--- Goal of the exercise ---
Make an exact copy of the lines from the one containing "Target: horse's foreleg" through the end of the records below, and leave out every picture.

(Dataset entries)
----
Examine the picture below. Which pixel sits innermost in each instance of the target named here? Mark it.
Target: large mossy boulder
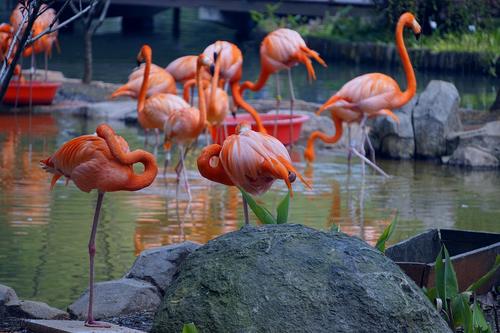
(290, 278)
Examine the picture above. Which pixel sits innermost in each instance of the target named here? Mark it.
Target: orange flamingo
(183, 70)
(218, 101)
(105, 163)
(250, 160)
(370, 95)
(153, 112)
(230, 72)
(279, 50)
(184, 126)
(159, 81)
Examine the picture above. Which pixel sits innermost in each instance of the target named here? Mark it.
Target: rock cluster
(290, 278)
(140, 289)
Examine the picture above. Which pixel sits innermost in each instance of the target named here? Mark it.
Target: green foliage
(457, 308)
(263, 214)
(189, 328)
(386, 234)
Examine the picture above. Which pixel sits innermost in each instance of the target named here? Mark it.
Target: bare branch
(102, 16)
(61, 25)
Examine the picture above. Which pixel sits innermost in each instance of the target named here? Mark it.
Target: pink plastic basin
(42, 93)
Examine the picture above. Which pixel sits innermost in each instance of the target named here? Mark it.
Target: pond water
(44, 234)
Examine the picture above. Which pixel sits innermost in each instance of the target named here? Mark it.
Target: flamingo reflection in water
(105, 163)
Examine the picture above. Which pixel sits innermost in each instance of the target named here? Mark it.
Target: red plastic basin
(42, 93)
(268, 120)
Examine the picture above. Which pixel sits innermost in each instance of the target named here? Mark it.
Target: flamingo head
(411, 22)
(243, 127)
(144, 54)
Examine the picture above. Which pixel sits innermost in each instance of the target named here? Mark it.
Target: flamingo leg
(292, 102)
(245, 211)
(90, 322)
(184, 172)
(349, 153)
(168, 156)
(46, 65)
(278, 102)
(157, 136)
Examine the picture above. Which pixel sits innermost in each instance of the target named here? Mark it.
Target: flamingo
(250, 160)
(370, 95)
(159, 81)
(281, 49)
(218, 100)
(105, 163)
(184, 126)
(230, 72)
(153, 111)
(183, 69)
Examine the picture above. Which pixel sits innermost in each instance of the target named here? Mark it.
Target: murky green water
(44, 234)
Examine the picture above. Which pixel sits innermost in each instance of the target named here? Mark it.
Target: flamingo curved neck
(411, 81)
(135, 181)
(142, 93)
(211, 167)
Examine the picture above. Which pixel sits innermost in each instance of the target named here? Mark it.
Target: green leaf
(386, 235)
(462, 314)
(431, 294)
(282, 209)
(479, 323)
(189, 328)
(262, 213)
(450, 276)
(485, 278)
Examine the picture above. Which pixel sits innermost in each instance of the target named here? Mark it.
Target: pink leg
(90, 317)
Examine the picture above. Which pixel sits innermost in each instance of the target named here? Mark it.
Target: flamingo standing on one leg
(218, 101)
(153, 111)
(231, 71)
(372, 94)
(183, 70)
(159, 81)
(184, 126)
(279, 50)
(250, 160)
(105, 163)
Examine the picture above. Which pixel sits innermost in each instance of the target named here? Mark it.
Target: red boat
(41, 92)
(268, 120)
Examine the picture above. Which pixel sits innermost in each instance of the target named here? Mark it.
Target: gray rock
(8, 297)
(434, 117)
(473, 157)
(392, 139)
(114, 110)
(486, 138)
(36, 310)
(159, 265)
(117, 297)
(290, 278)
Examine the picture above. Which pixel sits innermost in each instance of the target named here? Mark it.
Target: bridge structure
(138, 14)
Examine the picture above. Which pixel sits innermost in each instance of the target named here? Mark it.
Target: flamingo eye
(214, 161)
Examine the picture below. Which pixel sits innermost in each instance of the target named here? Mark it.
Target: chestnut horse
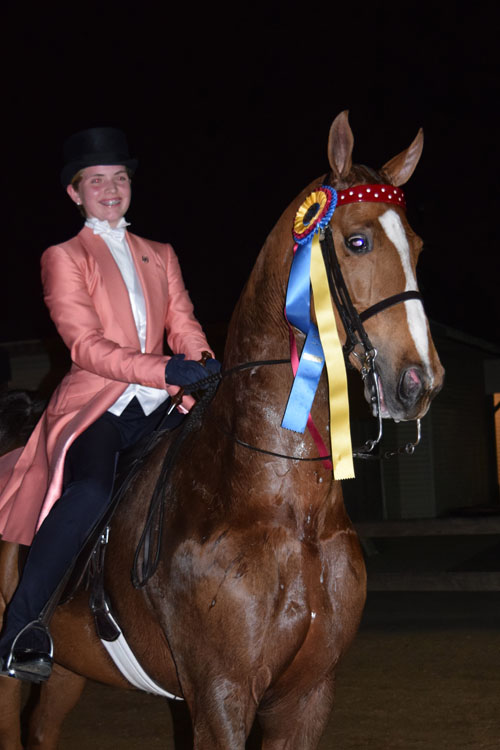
(260, 585)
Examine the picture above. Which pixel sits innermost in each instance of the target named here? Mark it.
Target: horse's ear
(399, 169)
(340, 145)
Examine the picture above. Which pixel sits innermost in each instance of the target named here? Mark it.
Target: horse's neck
(251, 402)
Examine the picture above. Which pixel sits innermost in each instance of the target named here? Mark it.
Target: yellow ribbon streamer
(340, 434)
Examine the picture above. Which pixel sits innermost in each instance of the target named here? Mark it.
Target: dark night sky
(229, 115)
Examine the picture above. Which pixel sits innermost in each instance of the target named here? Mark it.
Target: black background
(228, 109)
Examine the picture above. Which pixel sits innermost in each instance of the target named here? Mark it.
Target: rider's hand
(186, 372)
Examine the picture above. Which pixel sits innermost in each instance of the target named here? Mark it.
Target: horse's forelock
(360, 174)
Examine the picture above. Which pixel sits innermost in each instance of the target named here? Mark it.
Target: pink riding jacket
(89, 304)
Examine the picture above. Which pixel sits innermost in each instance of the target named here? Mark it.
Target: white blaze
(417, 322)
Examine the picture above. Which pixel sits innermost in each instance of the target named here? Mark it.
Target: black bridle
(357, 340)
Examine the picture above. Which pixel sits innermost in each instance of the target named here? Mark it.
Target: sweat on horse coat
(89, 304)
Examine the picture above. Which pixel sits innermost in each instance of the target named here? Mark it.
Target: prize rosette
(314, 213)
(322, 346)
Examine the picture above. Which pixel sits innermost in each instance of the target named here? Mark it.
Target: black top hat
(88, 148)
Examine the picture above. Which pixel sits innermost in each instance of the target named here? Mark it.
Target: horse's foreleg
(10, 709)
(57, 697)
(297, 723)
(222, 715)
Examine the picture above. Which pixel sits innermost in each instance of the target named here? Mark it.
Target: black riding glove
(187, 372)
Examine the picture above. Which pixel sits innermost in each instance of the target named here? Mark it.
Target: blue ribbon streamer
(298, 313)
(312, 359)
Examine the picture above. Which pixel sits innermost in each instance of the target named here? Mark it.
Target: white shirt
(149, 398)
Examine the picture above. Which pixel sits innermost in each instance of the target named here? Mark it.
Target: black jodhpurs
(89, 475)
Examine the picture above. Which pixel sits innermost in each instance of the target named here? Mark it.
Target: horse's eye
(358, 243)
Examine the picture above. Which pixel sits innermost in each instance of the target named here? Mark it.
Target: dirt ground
(424, 672)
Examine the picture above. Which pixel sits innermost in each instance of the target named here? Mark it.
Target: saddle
(87, 568)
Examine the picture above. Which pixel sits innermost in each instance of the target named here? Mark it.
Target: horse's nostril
(411, 384)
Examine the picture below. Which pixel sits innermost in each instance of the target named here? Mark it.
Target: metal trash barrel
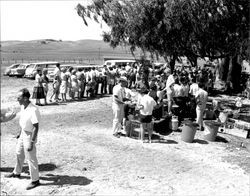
(211, 129)
(188, 131)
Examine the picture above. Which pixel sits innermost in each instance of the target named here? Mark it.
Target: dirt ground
(78, 155)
----
--- Expected output ---
Target: horse's foreleg
(10, 709)
(57, 697)
(297, 723)
(222, 715)
Examine the picture above. Which pixel sits innermost in each instance of the target named here? Mark it.
Target: black riding glove
(187, 372)
Examine the picture above. Which pixel sits innermost in each instance of the target named here? Mark it.
Target: blue ribbon streamer
(298, 313)
(312, 359)
Examine the picture above. Which pixel sits innermost in each instance of the target named here? Mark it.
Target: white shirt
(149, 398)
Examine the picture above. Which pixel sits innermost in each instance of the target named here? Mark it.
Target: black jodhpurs
(89, 475)
Examine the picture above. Which pixel sits innermost in each instance of the target named here? Mark it.
Target: horse's eye
(358, 243)
Examine the picture above. Which pixel sits innermost in each instance of the target named here? Mark it.
Target: dirt ground
(424, 672)
Examine the picture above. Which pixel sits innermost in each instance of the target named here? Mark it.
Target: saddle
(87, 568)
Examine the picture above. Which pixel sits innermost in each instance of the target named here? Mark it.
Target: horse's nostril
(411, 384)
Examine the picture below. Which pixel sits innermost in each instance of the target named here? Mark it.
Target: metal trash barrel
(211, 129)
(188, 131)
Examine the picture above. Which pixel sits innermost in each instance of the target named here? Mark it.
Target: dirt ground
(78, 155)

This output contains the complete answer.